■ TEXTO FORNECIDO
+-------+
Para celebrar essa história, durante o festival, além da mesa de diálogo interinstitucional e da apresentação dos dados do monitoramento comunitário, a programação incluiu uma homenagem às “Memórias Vivas”, exposição fotográfica, oficinas educativas, além de gincanas entre estudantes de comunidades da Resex, partidas de futebol masculino e feminino, comercialização de artesanato e gastronomia local e apresentações culturais, destaque para o Boi União da Ilha.
Foram também destacadas iniciativas como a criação do Espaço Peixe-Boi, com painéis informativos e materiais didáticos, e a montagem do esqueleto de um peixe-boi encontrado na ilha, com apoio da ONG AMARES. A presença ativa de servidores do ICMBio — incluindo equipes do NGI São Luís, CMA, CNPT, CEPENE e RAN — reforçou o caráter colaborativo da iniciativa, ao lado de representantes da colônia de pescadores de Humberto de Campos e de demais parceiros.

- Principais elementos da sociobiodiversidade da comunidade Ilha do Gato ilustrados na arte do 19° festival de preservação do peixe-boi marinho. Design: Samuel Gomes / ICMBio
O festival reafirma o papel central das comunidades tradicionais na conservação da biodiversidade marinha e no fortalecimento da gestão participativa em áreas protegidas. A articulação entre ciência e tradição, institucionalidade e autonomia comunitária, segue como caminho promissor para garantir a proteção dos ecossistemas e das formas de vida que deles dependem.
+-------+
■ QUESTÃO 1
Responda com base no texto sobre o festival do peixe-boi:
(a) Qual apresentação cultural teve destaque na programação?
(b) Com apoio de qual ONG foi montado o esqueleto do peixe-boi encontrado na ilha?
(c) De qual município era a colônia de pescadores cujos representantes estiveram presentes?
■ QUESTÃO 2
Transcreva do texto sobre o festival do peixe-boi o trecho que começa nas palavras "Foram também destacadas" e termina logo após "de demais parceiros.".
■ QUESTÃO 3
Traduza para o inglês esta frase do texto sobre o festival do peixe-boi: "O festival reafirma o papel central das comunidades tradicionais na conservação da biodiversidade marinha e no fortalecimento da gestão participativa em áreas protegidas."

■ MATERIAL FORNECIDO
+-------+
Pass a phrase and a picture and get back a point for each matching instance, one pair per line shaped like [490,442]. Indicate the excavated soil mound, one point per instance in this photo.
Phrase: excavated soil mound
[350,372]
+-------+
■ RESULTADO DO EXERCÍCIO 1
(a) O Boi União da Ilha.
(b) A ONG AMARES.
(c) Humberto de Campos.

■ RESULTADO DO EXERCÍCIO 2
Foram também destacadas iniciativas como a criação do Espaço Peixe-Boi, com painéis informativos e materiais didáticos, e a montagem do esqueleto de um peixe-boi encontrado na ilha, com apoio da ONG AMARES. A presença ativa de servidores do ICMBio — incluindo equipes do NGI São Luís, CMA, CNPT, CEPENE e RAN — reforçou o caráter colaborativo da iniciativa, ao lado de representantes da colônia de pescadores de Humberto de Campos e de demais parceiros.

■ RESULTADO DO EXERCÍCIO 3
The festival reaffirms the central role of traditional communities in the conservation of marine biodiversity and in strengthening participatory management in protected areas.